==== EXERCISE MATERIALS
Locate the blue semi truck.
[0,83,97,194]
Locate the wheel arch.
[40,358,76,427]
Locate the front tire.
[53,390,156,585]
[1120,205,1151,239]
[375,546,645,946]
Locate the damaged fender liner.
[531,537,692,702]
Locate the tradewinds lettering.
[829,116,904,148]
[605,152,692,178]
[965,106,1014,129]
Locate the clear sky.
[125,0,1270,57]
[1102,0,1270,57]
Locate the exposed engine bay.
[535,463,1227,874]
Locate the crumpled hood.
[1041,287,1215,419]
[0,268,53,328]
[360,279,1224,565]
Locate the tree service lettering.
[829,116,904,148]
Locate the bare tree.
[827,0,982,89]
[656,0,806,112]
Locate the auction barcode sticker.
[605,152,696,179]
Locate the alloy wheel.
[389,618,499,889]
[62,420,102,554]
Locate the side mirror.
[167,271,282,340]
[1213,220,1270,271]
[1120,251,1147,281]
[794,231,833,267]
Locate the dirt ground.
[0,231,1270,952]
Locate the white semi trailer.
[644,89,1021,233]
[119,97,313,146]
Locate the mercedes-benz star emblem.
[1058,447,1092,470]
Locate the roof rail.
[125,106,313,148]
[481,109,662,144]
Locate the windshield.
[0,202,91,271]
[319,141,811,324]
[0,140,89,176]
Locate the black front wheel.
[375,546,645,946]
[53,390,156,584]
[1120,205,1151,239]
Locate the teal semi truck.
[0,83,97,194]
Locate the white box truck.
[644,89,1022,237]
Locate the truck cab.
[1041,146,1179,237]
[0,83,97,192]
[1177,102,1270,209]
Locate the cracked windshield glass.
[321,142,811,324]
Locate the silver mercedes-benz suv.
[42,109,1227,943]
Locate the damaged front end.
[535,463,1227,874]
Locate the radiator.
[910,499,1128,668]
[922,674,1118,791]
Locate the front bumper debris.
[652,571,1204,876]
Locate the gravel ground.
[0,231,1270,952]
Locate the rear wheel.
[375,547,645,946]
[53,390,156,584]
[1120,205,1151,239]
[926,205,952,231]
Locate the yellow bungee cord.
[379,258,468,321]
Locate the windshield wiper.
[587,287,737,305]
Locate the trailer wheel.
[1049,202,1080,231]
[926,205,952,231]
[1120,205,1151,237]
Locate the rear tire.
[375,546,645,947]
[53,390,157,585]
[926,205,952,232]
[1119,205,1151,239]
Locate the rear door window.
========
→ WHAT IS REQUIRED:
Copy out every line of the records above word for word, without changing anything.

→ WRITTEN SOLUTION:
Locate the blue semi truck.
[0,83,97,194]
Locate the wheel arch.
[40,358,76,427]
Locate the front tire.
[53,390,156,585]
[1120,205,1151,239]
[375,546,645,946]
Locate the damaged fender liner.
[531,537,692,702]
Locate the tradewinds lettering.
[829,116,904,148]
[605,152,692,178]
[965,106,1014,129]
Locate the clear sky.
[125,0,1270,57]
[1102,0,1270,57]
Locate the exposed engine bay.
[535,463,1227,874]
Locate the crumpled hood.
[1041,287,1215,419]
[0,268,53,328]
[360,279,1224,565]
Locate the tree service lettering.
[829,116,904,148]
Locate the bare tree.
[827,0,982,89]
[656,0,806,112]
Locate the auction barcode sticker.
[605,152,696,179]
Locate the alloy wheel.
[389,618,499,889]
[62,420,102,554]
Locate the side mirror.
[167,271,282,340]
[1213,220,1270,271]
[1120,251,1147,281]
[794,231,833,267]
Locate the dirt ground.
[0,231,1270,952]
Locate the white semi trailer.
[644,89,1021,233]
[119,97,313,146]
Locate the mercedes-benz star emblem.
[1058,447,1092,470]
Locate the roof rail.
[125,106,313,148]
[481,109,662,144]
Locate the windshield.
[0,202,91,271]
[319,141,811,324]
[0,140,89,176]
Locate the black front wheel.
[375,546,645,946]
[53,390,156,584]
[1120,205,1151,239]
Locate the teal semi truck.
[0,83,97,194]
Locate the white box truck.
[644,89,1022,237]
Locate the truck cab.
[1041,146,1179,237]
[0,83,97,192]
[1177,102,1270,209]
Locate the cracked windshield glass.
[321,142,811,324]
Locate the silver mercedes-benz suv.
[42,109,1227,943]
Locate the damaged front end.
[535,463,1227,874]
Locate the radiator.
[910,499,1128,668]
[922,674,1118,791]
Locate the front bumper debris.
[652,571,1204,876]
Locate the gravel ground.
[0,231,1270,952]
Locate the rear wheel.
[375,547,645,946]
[53,390,156,584]
[1120,205,1151,239]
[926,205,952,231]
Locate the yellow bungee cord.
[379,258,468,321]
Locate the windshield wiper.
[587,287,737,305]
Locate the trailer wheel.
[1049,202,1080,231]
[926,205,952,231]
[1120,205,1151,237]
Locate the rear tire.
[375,546,645,947]
[53,390,157,585]
[926,205,952,232]
[1119,205,1151,239]
Locate the rear door window.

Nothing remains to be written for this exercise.